» **Instruction**
Set down each line of the items below word for word, leaving the pictures out of your answer.
[start of Material for the task]
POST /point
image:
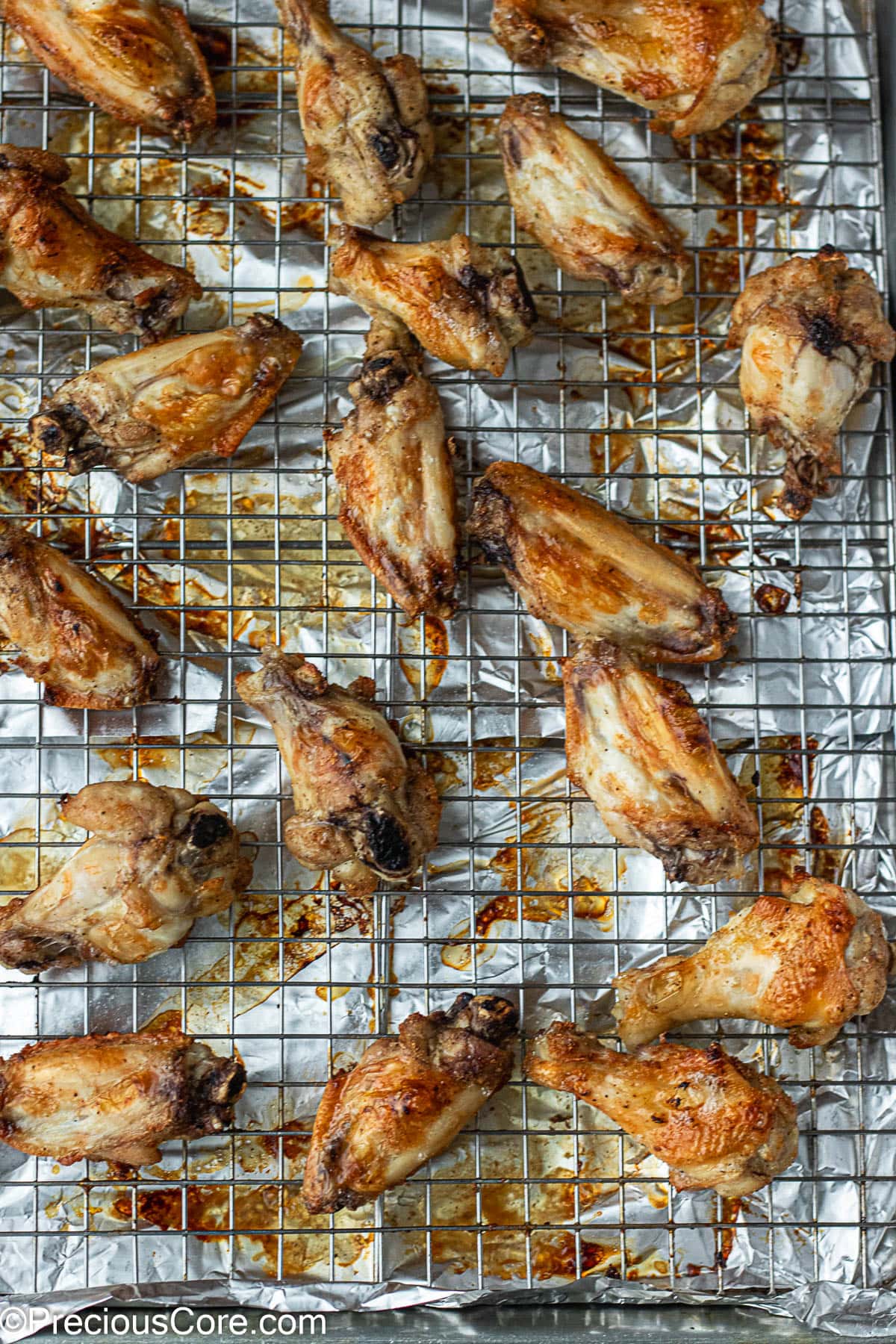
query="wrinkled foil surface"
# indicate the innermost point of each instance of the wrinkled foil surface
(527, 893)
[end of Material for the task]
» **Written solution**
POST /point
image:
query="wrinkled foil surface"
# indicate the innermost point of each instance of the wrinkled foil surface
(527, 893)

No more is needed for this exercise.